TO-DO LIST:
A) In the ROM-dumping text, what address holds a jump to a function that writes any aligned 128 bytes anywhere in flash?
B) Continue the ROM-dumping text from the point where it stops.

Wrong. Besides the data in the WORK RAM, the ROM code left us a treasure chest above the stack pointer. There, it pushed return addresses of internal functions used to do this work. Given that we know that a CALL instruction is 2 bytes, and the longer CALLF is 3, we know the callsites of each function too. Since we were clever to pre-populate most common regs (ACC, B, C, TRH, TRL) with magic values before this call, we see where they were pushed on stack too. The stack layout matches the Japanese ROM, but the addresses differ. Sadly they are not simply offset by a constant amount, but this is useful already.

The deepest function call is the call to the function that copies ROM data to WORK RAM. It takes pointer in TRH:TRL and number of words to copy in B. We know where it is called from, and that after it returns, a few more instructions execute before another RET is executed. None of them harmful (they do a MAPLE send). This means that if we craft the stack just right, we can call it to read any ROM location. Does it work? Yes it does! I used my little "show hex" function to display one byte at a time onscreen and jotted them down on paper. Before you know it, I was able to figure out where this function actually lives (by reading the CALL instr I knew called it), to call it more directly. But I was not going to dump 64K by hand. I needed a better solution. SPI was an option, but it is a pain. Why not just copy ROM to flash?

The final ROP attack to dump the ROM

The official write_to_flash API has limits - it only writes in the first 64K, and only within the actual game file. This is annoying. Luckily, looking at the Japanese ROM, we can see that after all these annoying checks, a few calls deep is the REAL write_flash func with no silly limitations. Using my existing on-screen dumping method I was able to find where it lived by dumping the official function (which starts at a documented hardcoded address in ROM, so that it may be called using a CHANGE). The location DID differ from the Japanese ROM, but, curiously, a jumptable of many useful funcs, including this one, seemed to be the same at 0xE000. I think this is on purpose. Cool! Anyways, at 0xE024 is a jump to a func that will write any aligned 128 bytes anywhere in flash.

SUPPLIED INFORMATION:
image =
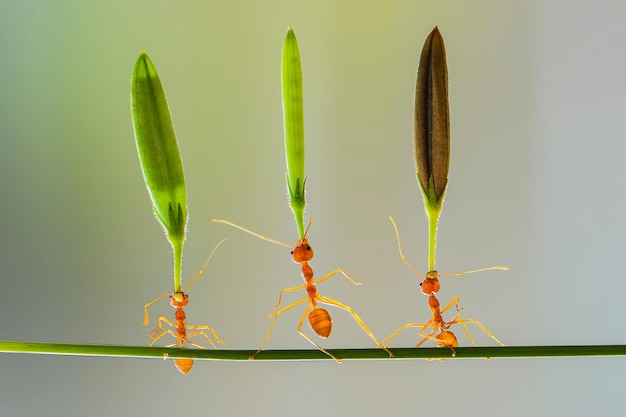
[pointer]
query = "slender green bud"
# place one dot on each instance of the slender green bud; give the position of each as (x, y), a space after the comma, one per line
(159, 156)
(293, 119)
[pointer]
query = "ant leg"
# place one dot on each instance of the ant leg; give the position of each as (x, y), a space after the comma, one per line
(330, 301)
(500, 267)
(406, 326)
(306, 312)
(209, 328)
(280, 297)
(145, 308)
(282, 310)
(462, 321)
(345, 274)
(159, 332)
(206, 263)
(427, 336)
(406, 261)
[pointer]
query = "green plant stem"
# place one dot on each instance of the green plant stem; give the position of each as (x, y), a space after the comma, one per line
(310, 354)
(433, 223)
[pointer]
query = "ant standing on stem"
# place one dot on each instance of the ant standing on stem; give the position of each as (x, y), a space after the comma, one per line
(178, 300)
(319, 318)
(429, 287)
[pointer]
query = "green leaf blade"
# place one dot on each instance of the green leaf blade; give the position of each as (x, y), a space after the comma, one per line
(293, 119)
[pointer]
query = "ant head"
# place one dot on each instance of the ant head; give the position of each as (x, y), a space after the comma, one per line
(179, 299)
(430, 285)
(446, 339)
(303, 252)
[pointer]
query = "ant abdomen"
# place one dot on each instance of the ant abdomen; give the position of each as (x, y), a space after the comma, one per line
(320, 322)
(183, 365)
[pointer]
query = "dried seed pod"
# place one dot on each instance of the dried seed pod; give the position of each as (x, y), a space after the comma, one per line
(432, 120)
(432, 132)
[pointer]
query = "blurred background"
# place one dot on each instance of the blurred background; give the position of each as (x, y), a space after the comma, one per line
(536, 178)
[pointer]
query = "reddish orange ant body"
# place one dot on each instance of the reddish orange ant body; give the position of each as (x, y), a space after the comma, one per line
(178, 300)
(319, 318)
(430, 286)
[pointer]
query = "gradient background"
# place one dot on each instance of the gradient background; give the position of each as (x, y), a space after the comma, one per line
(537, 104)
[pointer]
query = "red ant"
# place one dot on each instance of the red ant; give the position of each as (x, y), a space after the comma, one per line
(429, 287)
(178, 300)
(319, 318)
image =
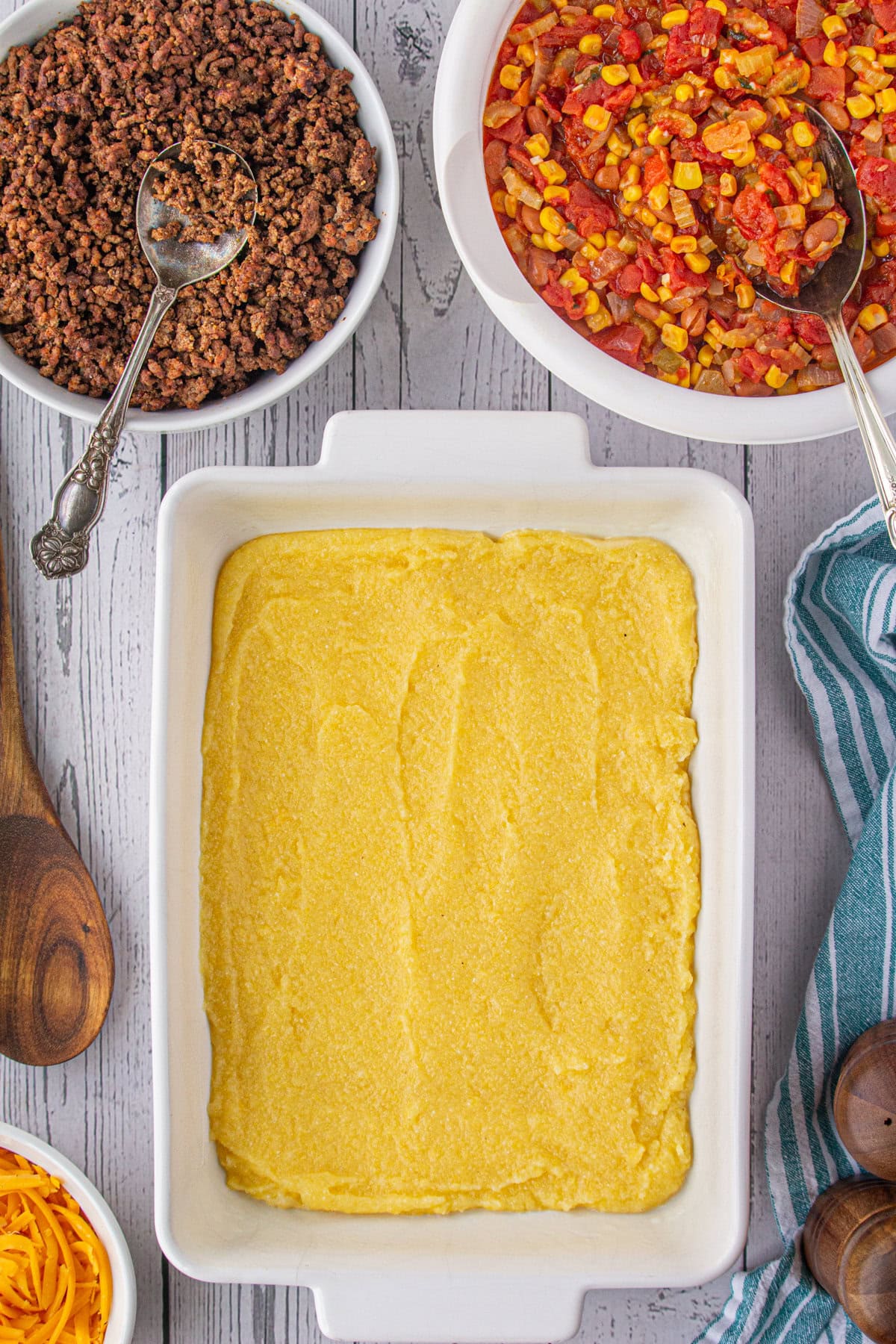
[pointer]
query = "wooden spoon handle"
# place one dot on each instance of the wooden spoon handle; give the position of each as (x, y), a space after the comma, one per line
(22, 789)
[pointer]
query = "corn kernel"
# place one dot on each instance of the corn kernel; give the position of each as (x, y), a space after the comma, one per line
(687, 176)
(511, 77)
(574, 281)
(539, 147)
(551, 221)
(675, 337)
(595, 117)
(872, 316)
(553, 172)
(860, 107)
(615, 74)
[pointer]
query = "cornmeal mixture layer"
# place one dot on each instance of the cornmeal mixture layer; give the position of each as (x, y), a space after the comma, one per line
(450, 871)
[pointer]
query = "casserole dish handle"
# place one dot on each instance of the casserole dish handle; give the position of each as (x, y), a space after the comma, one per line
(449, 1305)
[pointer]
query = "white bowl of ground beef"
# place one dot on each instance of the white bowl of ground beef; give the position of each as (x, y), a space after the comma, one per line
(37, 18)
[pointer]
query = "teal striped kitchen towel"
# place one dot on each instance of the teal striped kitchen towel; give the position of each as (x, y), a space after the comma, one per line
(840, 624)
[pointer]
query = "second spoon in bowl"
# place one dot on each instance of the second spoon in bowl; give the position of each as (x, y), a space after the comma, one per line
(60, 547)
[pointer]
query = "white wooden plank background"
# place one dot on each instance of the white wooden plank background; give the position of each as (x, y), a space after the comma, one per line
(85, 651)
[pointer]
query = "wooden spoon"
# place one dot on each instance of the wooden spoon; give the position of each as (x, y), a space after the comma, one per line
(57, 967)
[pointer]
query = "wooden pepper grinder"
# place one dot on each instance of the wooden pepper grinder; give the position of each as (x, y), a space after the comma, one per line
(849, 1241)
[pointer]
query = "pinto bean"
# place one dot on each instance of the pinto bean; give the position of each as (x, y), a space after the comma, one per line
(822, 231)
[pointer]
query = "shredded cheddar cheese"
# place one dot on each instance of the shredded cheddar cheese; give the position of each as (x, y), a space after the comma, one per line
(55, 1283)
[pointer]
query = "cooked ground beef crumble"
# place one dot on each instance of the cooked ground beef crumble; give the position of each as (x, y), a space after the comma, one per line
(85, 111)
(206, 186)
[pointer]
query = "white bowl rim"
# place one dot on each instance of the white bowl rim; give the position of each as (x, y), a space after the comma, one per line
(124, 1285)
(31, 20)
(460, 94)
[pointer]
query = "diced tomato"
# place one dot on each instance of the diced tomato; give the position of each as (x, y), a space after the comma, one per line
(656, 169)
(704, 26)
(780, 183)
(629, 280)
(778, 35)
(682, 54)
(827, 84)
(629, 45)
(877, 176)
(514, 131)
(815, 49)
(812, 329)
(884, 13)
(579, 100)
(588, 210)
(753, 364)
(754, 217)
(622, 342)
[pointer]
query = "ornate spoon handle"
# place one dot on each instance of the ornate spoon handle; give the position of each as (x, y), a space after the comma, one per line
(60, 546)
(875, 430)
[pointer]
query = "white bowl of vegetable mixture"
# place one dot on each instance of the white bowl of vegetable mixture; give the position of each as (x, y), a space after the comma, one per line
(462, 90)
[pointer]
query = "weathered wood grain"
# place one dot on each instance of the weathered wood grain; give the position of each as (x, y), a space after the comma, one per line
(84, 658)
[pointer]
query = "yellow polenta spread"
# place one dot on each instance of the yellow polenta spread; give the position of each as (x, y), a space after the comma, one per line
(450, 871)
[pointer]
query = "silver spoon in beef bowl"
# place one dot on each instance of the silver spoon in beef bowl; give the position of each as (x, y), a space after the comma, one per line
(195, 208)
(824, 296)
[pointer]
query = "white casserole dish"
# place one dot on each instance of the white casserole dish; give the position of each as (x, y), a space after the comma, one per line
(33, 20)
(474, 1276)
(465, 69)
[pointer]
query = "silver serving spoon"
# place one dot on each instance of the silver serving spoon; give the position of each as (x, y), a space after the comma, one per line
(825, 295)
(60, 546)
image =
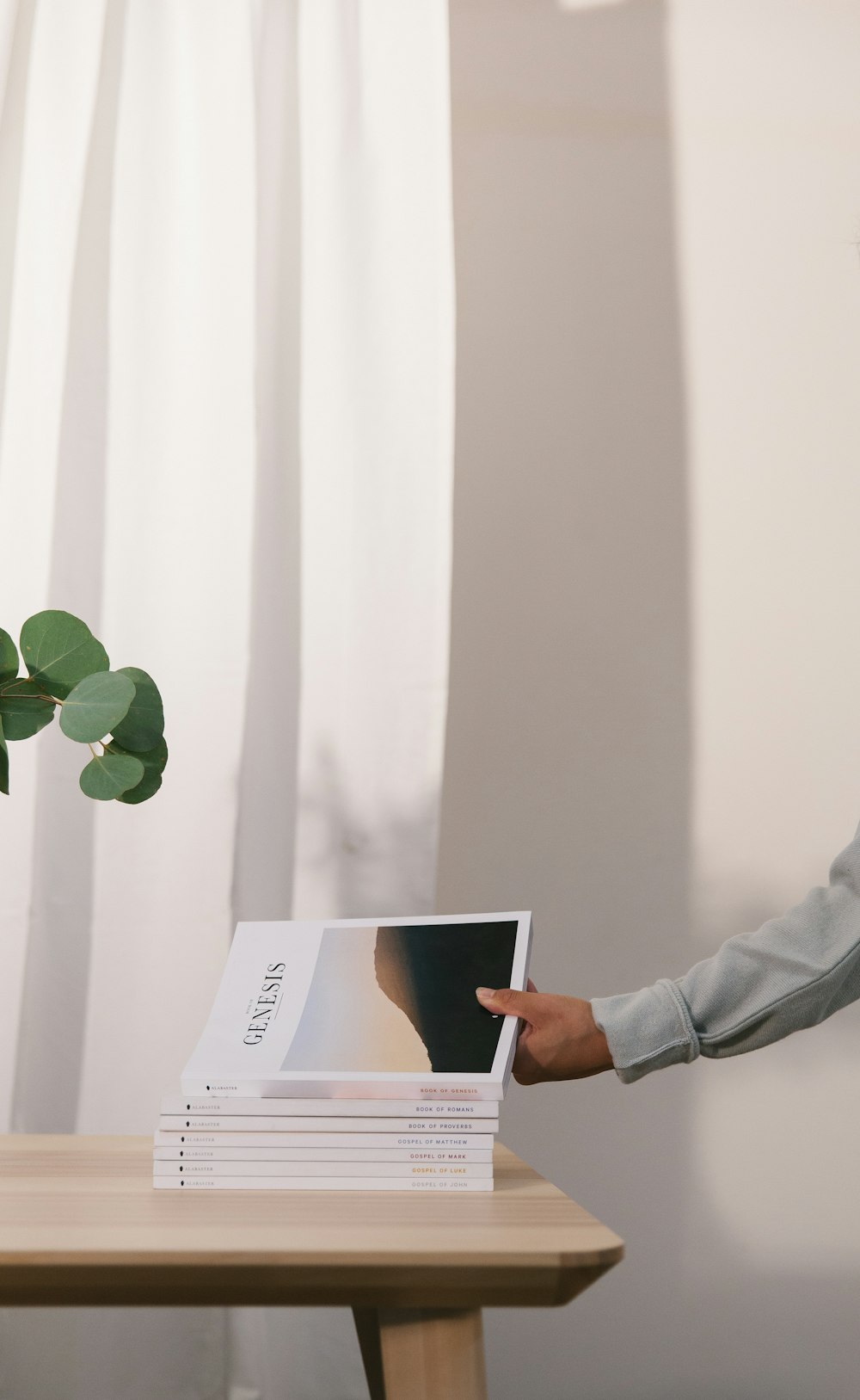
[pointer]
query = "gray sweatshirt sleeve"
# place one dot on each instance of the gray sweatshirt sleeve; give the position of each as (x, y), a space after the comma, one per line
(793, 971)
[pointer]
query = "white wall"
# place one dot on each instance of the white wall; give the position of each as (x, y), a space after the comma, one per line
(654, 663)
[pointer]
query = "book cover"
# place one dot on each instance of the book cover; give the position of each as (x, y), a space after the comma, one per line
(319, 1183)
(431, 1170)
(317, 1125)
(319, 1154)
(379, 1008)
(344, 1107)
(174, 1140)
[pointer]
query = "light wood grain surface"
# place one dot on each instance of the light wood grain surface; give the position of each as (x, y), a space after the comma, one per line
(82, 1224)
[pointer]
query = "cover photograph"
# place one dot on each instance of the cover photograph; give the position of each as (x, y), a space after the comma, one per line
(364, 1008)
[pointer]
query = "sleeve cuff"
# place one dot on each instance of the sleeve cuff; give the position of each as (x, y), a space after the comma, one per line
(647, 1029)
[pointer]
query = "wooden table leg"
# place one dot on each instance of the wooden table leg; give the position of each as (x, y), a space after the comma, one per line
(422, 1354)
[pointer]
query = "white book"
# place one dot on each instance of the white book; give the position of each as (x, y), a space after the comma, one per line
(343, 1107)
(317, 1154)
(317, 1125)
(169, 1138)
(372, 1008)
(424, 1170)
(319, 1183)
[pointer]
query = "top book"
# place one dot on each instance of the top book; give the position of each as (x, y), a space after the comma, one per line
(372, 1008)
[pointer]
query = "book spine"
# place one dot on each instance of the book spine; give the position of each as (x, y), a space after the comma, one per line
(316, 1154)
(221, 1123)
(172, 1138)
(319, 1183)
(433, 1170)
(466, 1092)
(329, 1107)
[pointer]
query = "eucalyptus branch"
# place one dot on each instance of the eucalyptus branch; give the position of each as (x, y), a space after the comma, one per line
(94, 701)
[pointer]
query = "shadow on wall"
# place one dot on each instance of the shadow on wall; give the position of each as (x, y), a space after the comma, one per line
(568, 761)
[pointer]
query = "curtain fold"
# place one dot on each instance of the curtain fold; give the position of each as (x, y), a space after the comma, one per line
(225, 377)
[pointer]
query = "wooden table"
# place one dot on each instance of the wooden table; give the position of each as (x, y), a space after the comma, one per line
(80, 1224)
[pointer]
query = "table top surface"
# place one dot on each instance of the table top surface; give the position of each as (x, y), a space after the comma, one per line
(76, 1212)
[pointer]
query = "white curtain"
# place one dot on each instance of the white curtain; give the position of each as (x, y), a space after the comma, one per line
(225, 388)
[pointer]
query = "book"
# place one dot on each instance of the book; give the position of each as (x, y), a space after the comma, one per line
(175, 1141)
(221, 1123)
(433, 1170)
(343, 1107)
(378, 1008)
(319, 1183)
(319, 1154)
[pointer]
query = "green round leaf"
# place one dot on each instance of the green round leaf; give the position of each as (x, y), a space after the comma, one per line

IN RESPONSE:
A) 0xE024

B)
Well, at this point, of course, I combined the two ROP gadgets to dump the entire ROM 0x0000 - 0xFFFF to Flash at 0x4000 - 0x13FFF. It took about 4 minutes. I then used my STM32-based MAPLE comms board to read the flash and save it to a file. It disassembled perfectly. To the best of my knowledge this is the first time this ROM version has been extracted from a VMU. I present it for your pleasure here as well. (If SEGA for some reason cares, I can remove it, but I figure enough decades have passed that this is probably OK).


OK, I had the ROM, I could run code, what else is there to do? Well, There is always ONE MORE THING. Since the VMU is durable, cheap, has a screen and buttons, and can communicate with others, it is an ideal development and teaching device. It is a pity that the CPU architecture is so user-hostile that I cannot imagine targeting a C compiler to it. Nobody's going to write serious code in assembly for an obscure old CPU, right?

(that's right! A full ARM Cortex-M23 emulator in VMU assembly!)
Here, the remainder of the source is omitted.